TEXT EXCERPT:
★ ★ ★ ★ ★

On the other hand, we want to avoid representing learning as a formatted string or program. For example, the internal state of our learning algorithm could literally be a a string describing a C program:

float f(float* x) { 
    float z = 42; 
    if ( x[0] < 5 && x[1] > 2 ) z -= 10; 
    if ( x[2] > 7 || x[5] == 2 ) z += 3; 
    for ( int i=6; i<11; i++ ) { z += x[i]; }
    if ( x[1] == 1 ) {
        for ( int i=3; i<5; i++ ) { z -= 2 * x[i]; }
    }
    return z;
}

To apply this to data, we would compile this C program and pass our data into the function f(). To “learn”, the algorithm would add, remove, and modify individual lines, characters, or perhaps syntactic statements or expressions. This is sometimes called genetic programming. To be 100% clear, this is only bad if we allow arbitrary programs involving AND, OR, NOT, if/else, while, for, intermediate variables, and the like. Genetic programming can work well if the “genes” of the program are very carefully designed. Indeed, it is sometimes used as the “top level” learning algorithm in so-called automated machine learning frameworks such as TPOT. However, for the kind of fitting and optimization we’re mainly interested in, genetic algorithms are hopelessly inefficient.

Why is learning an arbitrary program problematic? Does it simply not work? Surely any equation we write down could also be represented in a more general form as a program, and surely we could find that program by exhaustive breadth-first search if necessary. And isn’t it also true that every program has a Gödel number? So how is this fundamentally any different than learning a set of numbers?

The problem isn’t that it doesn’t work, or that there’s anything wrong with that approach in theory. The problem is simply that the space of programs we would need to search is extremely large (the number of legal programs grows exponentially with the length of the program with very high fan-out), and it is exceedingly difficult to know if we’re getting “closer” to the right answer or not. That’s a bad combination and means that “sufficient time” is often a lot longer than we’re willing to wait.

★ ★ ★ ★ ★

DATA:
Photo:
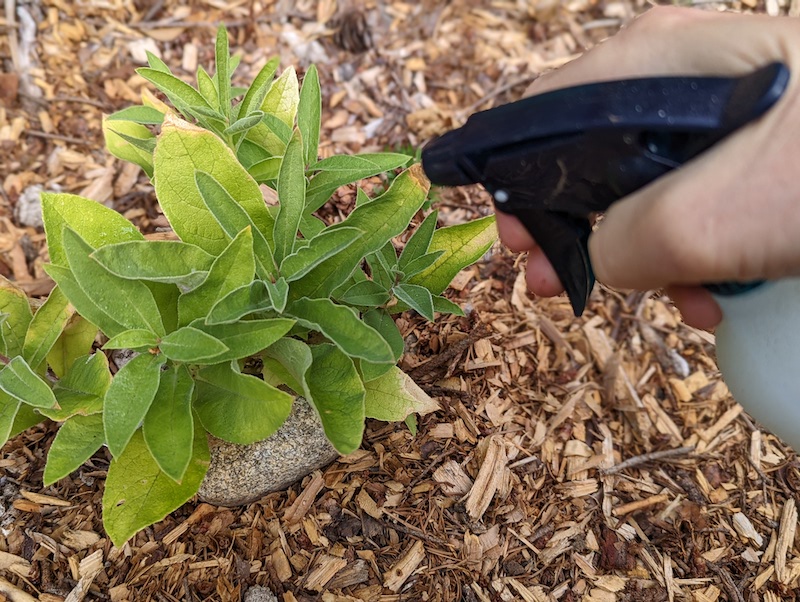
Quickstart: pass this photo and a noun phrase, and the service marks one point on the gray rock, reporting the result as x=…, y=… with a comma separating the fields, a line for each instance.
x=240, y=474
x=258, y=593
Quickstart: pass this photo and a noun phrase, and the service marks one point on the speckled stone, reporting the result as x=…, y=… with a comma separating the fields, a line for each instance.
x=240, y=474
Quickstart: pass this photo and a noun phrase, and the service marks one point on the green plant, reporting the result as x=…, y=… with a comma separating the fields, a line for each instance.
x=313, y=302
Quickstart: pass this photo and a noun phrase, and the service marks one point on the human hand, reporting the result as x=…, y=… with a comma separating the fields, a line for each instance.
x=732, y=214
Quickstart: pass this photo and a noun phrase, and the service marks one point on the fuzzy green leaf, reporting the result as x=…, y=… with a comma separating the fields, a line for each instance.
x=140, y=340
x=168, y=428
x=246, y=338
x=258, y=89
x=338, y=395
x=420, y=241
x=207, y=87
x=223, y=75
x=240, y=302
x=95, y=223
x=120, y=136
x=382, y=219
x=291, y=193
x=137, y=493
x=463, y=245
x=340, y=170
x=18, y=380
x=365, y=293
x=233, y=219
x=189, y=344
x=323, y=246
x=9, y=409
x=182, y=95
x=238, y=407
x=77, y=440
x=140, y=114
x=343, y=327
x=45, y=328
x=82, y=390
x=394, y=396
x=235, y=267
x=286, y=362
x=83, y=303
x=156, y=260
x=183, y=149
x=309, y=113
x=129, y=300
x=75, y=341
x=128, y=399
x=417, y=297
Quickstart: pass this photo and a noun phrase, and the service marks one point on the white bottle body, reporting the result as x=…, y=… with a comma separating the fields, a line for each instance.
x=758, y=353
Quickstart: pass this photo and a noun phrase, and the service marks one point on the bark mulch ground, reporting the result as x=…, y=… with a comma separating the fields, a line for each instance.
x=597, y=459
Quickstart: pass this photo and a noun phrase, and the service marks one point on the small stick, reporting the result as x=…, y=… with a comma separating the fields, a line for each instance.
x=69, y=139
x=479, y=332
x=644, y=458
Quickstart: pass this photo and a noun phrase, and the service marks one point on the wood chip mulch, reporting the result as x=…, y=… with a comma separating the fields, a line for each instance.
x=597, y=459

★ ★ ★ ★ ★

QUESTIONS ON THE MATERIAL:
A) Which automated machine learning framework does the passage on genetic programming name as one that sometimes uses genetic programming as its "top level" learning algorithm?
B) From the passage on genetic programming, transcribe the text that begins at the words "To apply this" and stops after the words "are hopelessly inefficient.".

SOLUTIONS BY TASK:
A) TPOT

B)
To apply this to data, we would compile this C program and pass our data into the function f(). To “learn”, the algorithm would add, remove, and modify individual lines, characters, or perhaps syntactic statements or expressions. This is sometimes called genetic programming. To be 100% clear, this is only bad if we allow arbitrary programs involving AND, OR, NOT, if/else, while, for, intermediate variables, and the like. Genetic programming can work well if the “genes” of the program are very carefully designed. Indeed, it is sometimes used as the “top level” learning algorithm in so-called automated machine learning frameworks such as TPOT. However, for the kind of fitting and optimization we’re mainly interested in, genetic algorithms are hopelessly inefficient.